> Task statement
Entries below include pictures. Output exactly the lines from the one with "The service MUST return one point per instance of the stirrup" down to the one with "The service MUST return one point per instance of the tall", both ends included, and leave the pictures out.

> Material provided
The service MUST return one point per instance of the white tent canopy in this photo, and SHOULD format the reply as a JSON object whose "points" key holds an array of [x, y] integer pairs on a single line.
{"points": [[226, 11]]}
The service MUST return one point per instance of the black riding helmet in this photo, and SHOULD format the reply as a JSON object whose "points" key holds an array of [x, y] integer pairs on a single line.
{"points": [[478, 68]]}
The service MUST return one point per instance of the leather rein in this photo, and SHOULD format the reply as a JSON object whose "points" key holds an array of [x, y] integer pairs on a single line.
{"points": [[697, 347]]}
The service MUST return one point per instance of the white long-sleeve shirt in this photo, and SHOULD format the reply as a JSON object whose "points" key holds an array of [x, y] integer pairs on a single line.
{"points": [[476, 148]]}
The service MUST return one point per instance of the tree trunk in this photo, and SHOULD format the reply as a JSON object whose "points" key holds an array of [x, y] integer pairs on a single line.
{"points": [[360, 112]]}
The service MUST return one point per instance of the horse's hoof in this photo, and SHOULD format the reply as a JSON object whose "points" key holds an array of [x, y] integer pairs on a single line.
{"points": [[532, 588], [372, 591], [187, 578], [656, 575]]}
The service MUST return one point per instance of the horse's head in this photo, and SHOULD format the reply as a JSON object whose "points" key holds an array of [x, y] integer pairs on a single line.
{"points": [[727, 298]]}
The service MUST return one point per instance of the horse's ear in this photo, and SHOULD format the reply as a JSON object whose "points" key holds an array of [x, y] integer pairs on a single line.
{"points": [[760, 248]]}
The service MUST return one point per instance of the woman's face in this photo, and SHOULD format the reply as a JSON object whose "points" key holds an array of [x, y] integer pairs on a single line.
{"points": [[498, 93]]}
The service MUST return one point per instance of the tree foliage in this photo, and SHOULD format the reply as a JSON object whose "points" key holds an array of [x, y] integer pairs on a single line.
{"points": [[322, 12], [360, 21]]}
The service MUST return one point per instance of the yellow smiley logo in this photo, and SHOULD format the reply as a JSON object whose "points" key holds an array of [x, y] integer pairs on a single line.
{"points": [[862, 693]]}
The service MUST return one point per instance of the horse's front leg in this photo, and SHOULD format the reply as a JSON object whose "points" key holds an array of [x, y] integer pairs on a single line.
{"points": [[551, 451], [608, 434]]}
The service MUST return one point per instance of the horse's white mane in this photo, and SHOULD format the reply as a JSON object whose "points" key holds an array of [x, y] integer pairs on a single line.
==
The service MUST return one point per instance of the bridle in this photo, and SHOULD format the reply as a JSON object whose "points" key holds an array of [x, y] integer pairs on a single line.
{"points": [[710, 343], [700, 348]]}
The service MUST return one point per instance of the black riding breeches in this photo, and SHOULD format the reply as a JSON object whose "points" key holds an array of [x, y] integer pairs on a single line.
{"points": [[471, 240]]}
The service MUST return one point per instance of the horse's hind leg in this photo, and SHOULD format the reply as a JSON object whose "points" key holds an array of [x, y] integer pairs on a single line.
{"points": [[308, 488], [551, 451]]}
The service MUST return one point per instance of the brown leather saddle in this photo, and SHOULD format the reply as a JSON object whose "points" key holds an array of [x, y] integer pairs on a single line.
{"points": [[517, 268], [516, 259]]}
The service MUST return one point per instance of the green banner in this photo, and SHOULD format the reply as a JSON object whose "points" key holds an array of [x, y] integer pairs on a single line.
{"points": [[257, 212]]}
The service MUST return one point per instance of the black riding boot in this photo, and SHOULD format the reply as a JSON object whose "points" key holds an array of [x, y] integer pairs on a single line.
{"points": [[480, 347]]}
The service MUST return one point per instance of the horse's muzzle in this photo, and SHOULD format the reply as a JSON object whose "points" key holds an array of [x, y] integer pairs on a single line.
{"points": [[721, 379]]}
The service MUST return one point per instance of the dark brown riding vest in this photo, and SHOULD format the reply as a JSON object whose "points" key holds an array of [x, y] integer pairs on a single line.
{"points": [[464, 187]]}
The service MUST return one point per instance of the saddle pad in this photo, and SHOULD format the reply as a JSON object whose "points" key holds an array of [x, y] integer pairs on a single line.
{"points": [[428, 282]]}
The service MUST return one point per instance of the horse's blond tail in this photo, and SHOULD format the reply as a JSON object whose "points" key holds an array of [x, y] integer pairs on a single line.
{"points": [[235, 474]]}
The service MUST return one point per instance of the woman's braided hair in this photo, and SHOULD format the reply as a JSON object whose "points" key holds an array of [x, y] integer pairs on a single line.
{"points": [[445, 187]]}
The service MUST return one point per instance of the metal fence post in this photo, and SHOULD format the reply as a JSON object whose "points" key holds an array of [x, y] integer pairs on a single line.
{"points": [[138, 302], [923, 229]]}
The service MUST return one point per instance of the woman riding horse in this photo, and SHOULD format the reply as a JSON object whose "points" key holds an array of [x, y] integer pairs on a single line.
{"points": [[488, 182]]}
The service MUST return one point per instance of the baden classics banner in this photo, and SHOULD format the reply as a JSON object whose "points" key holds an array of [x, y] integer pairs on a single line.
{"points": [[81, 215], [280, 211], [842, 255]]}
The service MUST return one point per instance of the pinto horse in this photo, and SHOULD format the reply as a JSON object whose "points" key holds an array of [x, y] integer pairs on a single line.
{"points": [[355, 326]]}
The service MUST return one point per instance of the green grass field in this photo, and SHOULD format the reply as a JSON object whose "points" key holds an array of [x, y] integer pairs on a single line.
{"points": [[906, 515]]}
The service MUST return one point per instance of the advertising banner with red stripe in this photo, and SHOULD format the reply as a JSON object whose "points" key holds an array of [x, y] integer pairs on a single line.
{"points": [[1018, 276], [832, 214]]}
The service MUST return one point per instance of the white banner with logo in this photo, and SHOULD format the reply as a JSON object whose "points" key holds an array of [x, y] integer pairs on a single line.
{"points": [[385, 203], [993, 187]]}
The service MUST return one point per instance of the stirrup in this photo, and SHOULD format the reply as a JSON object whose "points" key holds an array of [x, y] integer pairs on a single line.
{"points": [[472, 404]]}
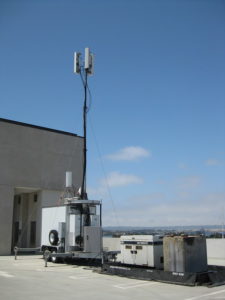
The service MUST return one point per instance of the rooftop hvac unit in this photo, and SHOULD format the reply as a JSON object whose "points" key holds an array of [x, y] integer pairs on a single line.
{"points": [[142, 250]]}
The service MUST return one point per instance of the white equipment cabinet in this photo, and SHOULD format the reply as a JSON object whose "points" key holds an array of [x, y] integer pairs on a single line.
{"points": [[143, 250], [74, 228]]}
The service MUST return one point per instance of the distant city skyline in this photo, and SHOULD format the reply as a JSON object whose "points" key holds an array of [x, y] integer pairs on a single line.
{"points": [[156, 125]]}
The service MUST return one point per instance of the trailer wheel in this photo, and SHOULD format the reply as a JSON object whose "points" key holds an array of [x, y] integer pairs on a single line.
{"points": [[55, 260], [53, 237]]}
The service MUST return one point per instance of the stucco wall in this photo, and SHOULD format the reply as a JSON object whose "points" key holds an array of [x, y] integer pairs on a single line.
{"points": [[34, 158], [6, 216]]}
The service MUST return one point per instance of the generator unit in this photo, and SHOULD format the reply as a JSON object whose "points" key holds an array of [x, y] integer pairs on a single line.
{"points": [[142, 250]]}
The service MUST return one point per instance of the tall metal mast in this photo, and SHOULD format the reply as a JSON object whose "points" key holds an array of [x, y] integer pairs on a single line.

> Output
The service MUST return one point per instance of the stirrup in this photo, and SHOULD format the reply as a JSON object whose "points" key holds an array of [x, y] integer pairs on a single line.
{"points": [[472, 404]]}
The service MUST return one point per instance of the rooftop hvac unit in this photo, and SHOULD format the reply as a JSON object whose "points" key holds an array of [x, y] integer pairs on a single line.
{"points": [[142, 250]]}
The service MUST return one point per instance of the white equipment cabinet in this photo, and SHOULD format the reply as a JSON object whose "points" key holds an array of [x, y] integer pairs on a single line.
{"points": [[143, 250], [74, 228]]}
The service MUST return one point per instance of the distant city skyline in this photo, and SHOULD format the reply as a JSON object whose "points" key holds an array of [x, y] integer pairs on a single line.
{"points": [[156, 125]]}
The service MUST return one point per instance of the trailer wheel in this photo, and SHOULD format the reply as a JSON object whose "points" key holds an array of [x, y] integer pairs on a single line.
{"points": [[55, 260], [53, 237]]}
The service MUST return one point per instance of the stucco wall in this photo, and SHOULD format the reply as a JSON object whose "points" key holds an array of [x, y] integer pairs on a single line.
{"points": [[34, 158], [6, 216]]}
The service MUST return one point per instance of the generator unit in this photo, and SHOULD format the reply as a JSON object whose "points" key holds an array of [x, y] integer pairs on a single line.
{"points": [[142, 250]]}
The service MUST return one point per instance of the tall metal mast in this photo, and SHOULD format the reply as a JSON object whose "points" key holds an array of [x, y] integer pairs on a single line.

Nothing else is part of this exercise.